EXERCISE PROMPT: Copy out all the entries exactly.

Records from a dataset:
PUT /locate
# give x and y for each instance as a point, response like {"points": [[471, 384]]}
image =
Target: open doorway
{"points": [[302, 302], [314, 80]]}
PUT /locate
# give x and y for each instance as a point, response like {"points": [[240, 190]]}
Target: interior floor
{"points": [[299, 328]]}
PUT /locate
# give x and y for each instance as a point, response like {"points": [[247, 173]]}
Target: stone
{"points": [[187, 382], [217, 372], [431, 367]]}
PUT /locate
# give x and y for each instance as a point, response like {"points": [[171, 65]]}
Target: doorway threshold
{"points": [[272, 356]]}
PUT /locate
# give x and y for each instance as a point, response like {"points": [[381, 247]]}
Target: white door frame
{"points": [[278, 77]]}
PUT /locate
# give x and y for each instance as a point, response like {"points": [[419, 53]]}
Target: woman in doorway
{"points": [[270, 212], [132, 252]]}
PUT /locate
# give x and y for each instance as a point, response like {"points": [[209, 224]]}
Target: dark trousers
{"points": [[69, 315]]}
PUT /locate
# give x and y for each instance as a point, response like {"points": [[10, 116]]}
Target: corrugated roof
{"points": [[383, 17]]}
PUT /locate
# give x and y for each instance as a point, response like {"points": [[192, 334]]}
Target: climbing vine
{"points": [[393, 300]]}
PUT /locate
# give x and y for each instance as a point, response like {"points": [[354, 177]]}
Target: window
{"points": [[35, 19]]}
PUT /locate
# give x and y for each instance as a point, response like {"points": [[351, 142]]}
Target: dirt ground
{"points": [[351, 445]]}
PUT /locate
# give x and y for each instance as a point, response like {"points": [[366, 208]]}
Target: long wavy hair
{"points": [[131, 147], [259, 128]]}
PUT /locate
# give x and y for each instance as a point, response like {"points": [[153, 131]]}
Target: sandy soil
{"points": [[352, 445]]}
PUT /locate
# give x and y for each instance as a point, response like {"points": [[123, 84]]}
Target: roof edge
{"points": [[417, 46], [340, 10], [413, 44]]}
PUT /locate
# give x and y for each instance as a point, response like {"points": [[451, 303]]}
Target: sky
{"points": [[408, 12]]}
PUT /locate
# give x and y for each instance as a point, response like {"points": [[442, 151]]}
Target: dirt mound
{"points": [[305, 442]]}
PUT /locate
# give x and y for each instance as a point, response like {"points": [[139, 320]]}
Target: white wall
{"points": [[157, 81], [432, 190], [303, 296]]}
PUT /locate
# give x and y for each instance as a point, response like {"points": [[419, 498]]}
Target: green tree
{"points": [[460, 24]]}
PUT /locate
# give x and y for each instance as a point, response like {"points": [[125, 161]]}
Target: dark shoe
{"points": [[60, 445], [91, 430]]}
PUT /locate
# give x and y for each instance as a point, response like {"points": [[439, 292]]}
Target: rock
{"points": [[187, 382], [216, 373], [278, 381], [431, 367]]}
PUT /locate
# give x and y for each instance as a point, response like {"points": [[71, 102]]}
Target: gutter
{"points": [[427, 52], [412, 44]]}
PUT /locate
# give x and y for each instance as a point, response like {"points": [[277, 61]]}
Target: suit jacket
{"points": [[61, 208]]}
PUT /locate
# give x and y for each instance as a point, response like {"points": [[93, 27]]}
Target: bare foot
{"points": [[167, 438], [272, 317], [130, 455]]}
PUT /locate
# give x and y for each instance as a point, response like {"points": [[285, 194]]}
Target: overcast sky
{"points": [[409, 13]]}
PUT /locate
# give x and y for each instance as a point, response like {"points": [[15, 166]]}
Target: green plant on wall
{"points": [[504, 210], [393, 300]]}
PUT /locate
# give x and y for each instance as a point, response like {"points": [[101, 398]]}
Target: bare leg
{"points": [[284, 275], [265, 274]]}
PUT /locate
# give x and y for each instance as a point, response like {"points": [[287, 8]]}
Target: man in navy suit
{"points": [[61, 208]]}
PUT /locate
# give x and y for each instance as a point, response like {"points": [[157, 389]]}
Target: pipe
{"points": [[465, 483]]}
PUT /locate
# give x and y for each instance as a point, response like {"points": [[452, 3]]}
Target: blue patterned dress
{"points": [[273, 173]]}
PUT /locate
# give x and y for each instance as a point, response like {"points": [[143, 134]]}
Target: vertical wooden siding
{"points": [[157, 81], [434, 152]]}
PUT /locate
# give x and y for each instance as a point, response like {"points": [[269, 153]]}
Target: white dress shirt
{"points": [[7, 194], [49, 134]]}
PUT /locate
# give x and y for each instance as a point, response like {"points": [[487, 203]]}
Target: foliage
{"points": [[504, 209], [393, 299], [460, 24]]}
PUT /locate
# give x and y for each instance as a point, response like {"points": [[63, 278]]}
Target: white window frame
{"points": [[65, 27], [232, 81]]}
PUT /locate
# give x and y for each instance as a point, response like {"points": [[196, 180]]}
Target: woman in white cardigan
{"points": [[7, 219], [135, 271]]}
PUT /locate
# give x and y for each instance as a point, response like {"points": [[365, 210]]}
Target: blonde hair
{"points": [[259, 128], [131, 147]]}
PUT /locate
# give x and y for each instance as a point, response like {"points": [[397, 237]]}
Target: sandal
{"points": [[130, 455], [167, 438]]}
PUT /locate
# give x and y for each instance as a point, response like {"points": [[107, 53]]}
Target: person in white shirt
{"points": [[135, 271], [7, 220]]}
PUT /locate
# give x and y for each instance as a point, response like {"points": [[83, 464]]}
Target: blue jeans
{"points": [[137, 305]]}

RESPONSE FOR THIS EXERCISE:
PUT /locate
# give x and y for each instance as a point, response like {"points": [[471, 384]]}
image =
Target: open doorway
{"points": [[302, 302], [314, 80]]}
PUT /locate
# give x and y for each instance as a point, response like {"points": [[240, 190]]}
Target: interior floor
{"points": [[299, 328]]}
PUT /locate
# give x and y for each instance as a point, response like {"points": [[247, 173]]}
Target: stone
{"points": [[187, 382], [217, 372], [431, 367]]}
PUT /locate
# give x and y for each instance as a point, response like {"points": [[171, 65]]}
Target: doorway threshold
{"points": [[272, 356]]}
PUT /locate
# give x and y for each instance as a point, response like {"points": [[381, 247]]}
Target: white door frame
{"points": [[278, 77]]}
PUT /locate
# give x and y for each instance as a point, response like {"points": [[419, 53]]}
Target: woman in doorway
{"points": [[270, 212], [132, 252]]}
PUT /locate
# give x and y for each instance as a point, response like {"points": [[209, 224]]}
Target: dark trousers
{"points": [[69, 315]]}
PUT /locate
# give x and y for each instance as a point, response like {"points": [[10, 116]]}
Target: corrugated roof
{"points": [[383, 17]]}
PUT /locate
# give x and y for each instance as a point, response like {"points": [[192, 334]]}
Target: climbing vine
{"points": [[393, 300]]}
PUT /locate
# give x and y for each instance as a point, response like {"points": [[354, 177]]}
Target: window
{"points": [[35, 19]]}
PUT /locate
# give x and y for each instance as a point, response like {"points": [[351, 142]]}
Target: dirt ground
{"points": [[351, 445]]}
PUT /locate
# give x and y for each instance as a point, response like {"points": [[366, 208]]}
Target: long wavy hair
{"points": [[131, 147], [259, 128]]}
PUT /locate
# give x and y for each instance as a point, response like {"points": [[153, 131]]}
Target: sandy soil
{"points": [[352, 445]]}
PUT /locate
# give x and y for each instance as a point, response like {"points": [[123, 84]]}
Target: roof edge
{"points": [[417, 46], [340, 10], [413, 44]]}
PUT /locate
# give x and y for each instance as a point, response like {"points": [[451, 303]]}
Target: sky
{"points": [[408, 12]]}
PUT /locate
# give x and y for each instance as a point, response like {"points": [[442, 151]]}
Target: dirt mound
{"points": [[305, 442]]}
PUT /locate
# give x and y for each instance as a point, response like {"points": [[139, 320]]}
Target: white wall
{"points": [[157, 81], [432, 190], [303, 296]]}
PUT /locate
# give x and y for each instance as a point, response like {"points": [[419, 498]]}
Target: green tree
{"points": [[460, 24]]}
PUT /locate
# give x and y for each instance as a point, response like {"points": [[125, 161]]}
Target: dark shoe
{"points": [[60, 445], [91, 430]]}
PUT /locate
# give x and y for each instance as a point, response like {"points": [[439, 292]]}
Target: rock
{"points": [[187, 382], [216, 373], [278, 381], [431, 367]]}
PUT /locate
# give x and y for each instance as a point, response like {"points": [[71, 102]]}
Target: gutter
{"points": [[427, 52], [412, 44]]}
PUT /locate
# give x and y for each instance as a point, response like {"points": [[277, 61]]}
Target: suit jacket
{"points": [[61, 208]]}
PUT /locate
# give x and y for each instance as a point, response like {"points": [[93, 27]]}
Target: bare foot
{"points": [[167, 438], [272, 317], [130, 455]]}
PUT /locate
# give x and y for each instance as a point, response like {"points": [[285, 194]]}
Target: overcast sky
{"points": [[409, 13]]}
PUT /locate
# give x and y for each instance as a point, response like {"points": [[15, 166]]}
Target: green plant on wall
{"points": [[504, 210], [393, 300]]}
PUT /locate
# give x and y for each instance as a point, response like {"points": [[101, 398]]}
Target: bare leg
{"points": [[284, 275], [265, 274]]}
PUT /locate
# give x and y for each instance as a point, response like {"points": [[287, 8]]}
Target: man in navy suit
{"points": [[61, 208]]}
PUT /locate
# give x and y for each instance as a point, response like {"points": [[157, 389]]}
Target: pipe
{"points": [[465, 483]]}
PUT /locate
# give x and y for each instance as a point, response like {"points": [[452, 3]]}
Target: blue patterned dress
{"points": [[273, 173]]}
PUT /locate
# give x and y for each instance as a point, response like {"points": [[143, 134]]}
Target: vertical wooden siding
{"points": [[157, 81], [434, 152]]}
PUT /locate
# give x and y for each instance as a point, response like {"points": [[269, 153]]}
Target: white dress shirt
{"points": [[7, 194], [49, 134]]}
PUT /locate
# give x and y for each instance as a point, response like {"points": [[487, 203]]}
Target: foliage
{"points": [[504, 209], [393, 299], [460, 24]]}
PUT /locate
# give x and y for each instance as a point, response like {"points": [[63, 278]]}
Target: white window frame
{"points": [[65, 27], [232, 81]]}
PUT /locate
# give x and y for each instance as a point, response like {"points": [[196, 180]]}
Target: woman in white cardigan
{"points": [[7, 219], [135, 271]]}
PUT /locate
# give x and y for each instance as a point, response like {"points": [[365, 210]]}
Target: blonde hair
{"points": [[259, 128], [131, 147]]}
PUT /locate
# give x and y for each instance as a point, response like {"points": [[397, 237]]}
Target: sandal
{"points": [[130, 455], [167, 438]]}
PUT /locate
# give x and y for each instance as a point, response like {"points": [[107, 53]]}
Target: person in white shirt
{"points": [[135, 271], [7, 220]]}
PUT /locate
# give x and y for each instance as a point, response like {"points": [[83, 464]]}
Target: blue jeans
{"points": [[137, 305]]}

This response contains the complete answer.